WHAT IS BEING ASKED - Convert the lines below into a Markdown table with two columns, Row and Text, numbering each row and skipping any blank lines.

________________

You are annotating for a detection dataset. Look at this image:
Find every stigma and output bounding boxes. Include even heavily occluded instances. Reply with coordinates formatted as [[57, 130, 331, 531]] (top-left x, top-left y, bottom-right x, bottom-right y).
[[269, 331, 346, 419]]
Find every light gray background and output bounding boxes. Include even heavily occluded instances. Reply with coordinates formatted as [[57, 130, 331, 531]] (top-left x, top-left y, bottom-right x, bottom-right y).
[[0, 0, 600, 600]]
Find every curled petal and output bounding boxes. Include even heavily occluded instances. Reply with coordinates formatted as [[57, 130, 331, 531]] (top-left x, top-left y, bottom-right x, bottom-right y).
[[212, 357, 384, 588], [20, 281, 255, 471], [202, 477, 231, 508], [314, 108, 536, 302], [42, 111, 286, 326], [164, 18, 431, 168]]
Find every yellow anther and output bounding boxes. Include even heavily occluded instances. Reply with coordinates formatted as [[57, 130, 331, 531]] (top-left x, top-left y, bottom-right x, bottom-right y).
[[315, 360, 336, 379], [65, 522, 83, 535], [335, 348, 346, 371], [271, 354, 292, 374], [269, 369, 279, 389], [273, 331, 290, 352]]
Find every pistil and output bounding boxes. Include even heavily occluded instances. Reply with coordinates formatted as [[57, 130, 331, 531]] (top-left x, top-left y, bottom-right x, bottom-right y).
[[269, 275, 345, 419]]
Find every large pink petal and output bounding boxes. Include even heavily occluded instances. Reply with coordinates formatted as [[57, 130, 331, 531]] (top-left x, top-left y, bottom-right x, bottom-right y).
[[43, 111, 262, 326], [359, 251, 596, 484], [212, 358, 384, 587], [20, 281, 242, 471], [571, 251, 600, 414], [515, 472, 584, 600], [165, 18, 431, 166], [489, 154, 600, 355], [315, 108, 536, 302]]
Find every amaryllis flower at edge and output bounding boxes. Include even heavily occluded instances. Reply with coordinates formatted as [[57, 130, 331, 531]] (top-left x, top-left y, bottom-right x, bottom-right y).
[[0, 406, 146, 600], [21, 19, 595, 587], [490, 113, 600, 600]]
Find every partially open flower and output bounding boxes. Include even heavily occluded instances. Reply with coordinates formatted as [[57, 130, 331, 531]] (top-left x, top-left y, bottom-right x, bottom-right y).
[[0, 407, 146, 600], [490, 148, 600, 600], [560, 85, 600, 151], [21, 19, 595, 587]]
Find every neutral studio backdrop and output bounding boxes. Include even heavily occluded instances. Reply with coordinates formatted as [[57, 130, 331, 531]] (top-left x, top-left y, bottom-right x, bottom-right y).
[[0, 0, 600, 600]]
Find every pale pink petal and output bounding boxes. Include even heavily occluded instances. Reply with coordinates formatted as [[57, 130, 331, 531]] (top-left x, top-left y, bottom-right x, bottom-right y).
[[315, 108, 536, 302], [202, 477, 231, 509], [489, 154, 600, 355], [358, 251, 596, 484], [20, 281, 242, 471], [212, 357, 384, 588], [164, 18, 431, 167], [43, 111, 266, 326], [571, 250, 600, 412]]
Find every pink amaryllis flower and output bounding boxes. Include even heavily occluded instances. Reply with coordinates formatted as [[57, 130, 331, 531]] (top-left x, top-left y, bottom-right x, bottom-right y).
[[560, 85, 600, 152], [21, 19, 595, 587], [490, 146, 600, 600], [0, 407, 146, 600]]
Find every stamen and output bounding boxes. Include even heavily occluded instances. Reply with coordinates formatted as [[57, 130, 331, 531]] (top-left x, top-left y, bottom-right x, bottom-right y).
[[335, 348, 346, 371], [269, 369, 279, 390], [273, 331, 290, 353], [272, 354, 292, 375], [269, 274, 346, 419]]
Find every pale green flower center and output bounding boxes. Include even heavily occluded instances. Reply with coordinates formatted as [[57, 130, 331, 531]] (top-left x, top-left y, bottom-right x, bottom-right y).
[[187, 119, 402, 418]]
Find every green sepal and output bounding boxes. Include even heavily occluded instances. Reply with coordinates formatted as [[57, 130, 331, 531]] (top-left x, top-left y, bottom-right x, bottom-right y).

________________

THE RESULT -
| Row | Text |
|---|---|
| 1 | You are annotating for a detection dataset. Look at this image: |
| 2 | Find every stigma and output bounding boxes. Include even heavily occluded instances. Reply with coordinates formatted as [[57, 130, 331, 531]] (top-left x, top-left y, bottom-right x, bottom-right y). |
| 3 | [[269, 331, 346, 419]] |
| 4 | Find every light gray background and output bounding boxes. Include even heavily occluded instances. Reply with coordinates formatted as [[57, 130, 331, 531]] (top-left x, top-left y, bottom-right x, bottom-right y). |
| 5 | [[0, 0, 600, 600]] |
| 6 | Find every curled petal and output bounding boxes. Include even heavily occluded instances. Reply with coordinates formatted as [[57, 130, 331, 531]] (top-left x, top-left y, bottom-right x, bottom-right y). |
| 7 | [[212, 357, 384, 588], [20, 281, 255, 471], [202, 477, 231, 508], [314, 108, 536, 302], [42, 111, 286, 326], [164, 18, 431, 168]] |
| 8 | Find every yellow anther and output bounding boxes. Include even heavily occluded instances. Reply with coordinates formatted as [[57, 130, 331, 531]] (top-left x, top-left y, bottom-right x, bottom-right y). |
| 9 | [[315, 360, 336, 379], [65, 522, 83, 535], [335, 348, 346, 371], [271, 354, 292, 374], [269, 369, 279, 389], [273, 331, 290, 352]] |
| 10 | Find every pistil and output bounding boxes. Include even heavily occluded instances. Reply with coordinates formatted as [[57, 130, 331, 531]] (top-left x, top-left y, bottom-right x, bottom-right y). |
| 11 | [[269, 275, 345, 419]] |
| 12 | Find every large pink petal and output bounding boxes. Include even heavily occluded instances. Reply with coordinates formatted as [[57, 130, 331, 531]] (top-left x, top-left y, bottom-right x, bottom-right y). |
| 13 | [[43, 111, 262, 326], [359, 251, 596, 484], [212, 358, 384, 587], [20, 281, 242, 471], [571, 251, 600, 414], [515, 472, 584, 600], [165, 18, 431, 166], [489, 154, 600, 355], [315, 108, 536, 302]] |
| 14 | Find every amaryllis flower at edge and output bounding boxes. Include even heavily occluded instances. Reply with coordinates formatted as [[57, 130, 331, 531]] (top-left x, top-left y, bottom-right x, bottom-right y). |
| 15 | [[0, 406, 146, 600], [21, 19, 595, 587], [490, 113, 600, 600]] |
| 16 | Find every partially open flower and output bounding boxes. Include even heavily occluded instances. Reply with coordinates formatted as [[57, 130, 331, 531]] (top-left x, top-left y, bottom-right x, bottom-right y). |
| 17 | [[0, 407, 146, 600], [490, 148, 600, 600], [560, 85, 600, 151], [21, 19, 595, 587]] |
| 18 | Find every neutral studio backdrop and output bounding boxes. Include even heavily occluded instances. Reply with coordinates formatted as [[57, 130, 331, 531]] (top-left x, top-left y, bottom-right x, bottom-right y). |
| 19 | [[0, 0, 600, 600]] |
| 20 | Find every pale pink petal and output bounding boxes. Include even heavily occluded instances. Reply with coordinates formatted as [[57, 130, 331, 531]] (top-left x, top-left y, bottom-right x, bottom-right y). |
| 21 | [[315, 108, 536, 302], [202, 477, 231, 509], [489, 154, 600, 355], [358, 251, 596, 484], [20, 281, 242, 471], [212, 357, 384, 588], [164, 18, 431, 167], [43, 111, 266, 326], [571, 250, 600, 412]] |
| 22 | Find every pink amaryllis flower and output bounding boxes. Include even heavily occluded instances. Reply with coordinates formatted as [[57, 130, 331, 531]] (top-left x, top-left y, bottom-right x, bottom-right y). |
| 23 | [[560, 85, 600, 152], [21, 19, 595, 587], [490, 146, 600, 600], [0, 407, 146, 600]] |
| 24 | Find every stamen and output bounding boxes. Include even heavily occluded instances. Reply with coordinates formatted as [[57, 130, 331, 531]] (top-left x, top-left y, bottom-right x, bottom-right y). |
| 25 | [[335, 348, 346, 371], [269, 369, 279, 390], [273, 331, 290, 353], [272, 354, 292, 375], [269, 274, 346, 419]] |
| 26 | Find every pale green flower center and output bounding boxes. Include even heavily occluded instances. Reply with coordinates formatted as [[57, 130, 331, 531]] (top-left x, top-left y, bottom-right x, bottom-right y). |
| 27 | [[187, 119, 402, 418]] |
| 28 | Find every green sepal and output bounding boxes. Include even heavily occluded instances. Reply with coordinates formatted as [[57, 130, 331, 531]] (top-left x, top-left y, bottom-right x, bottom-right y). |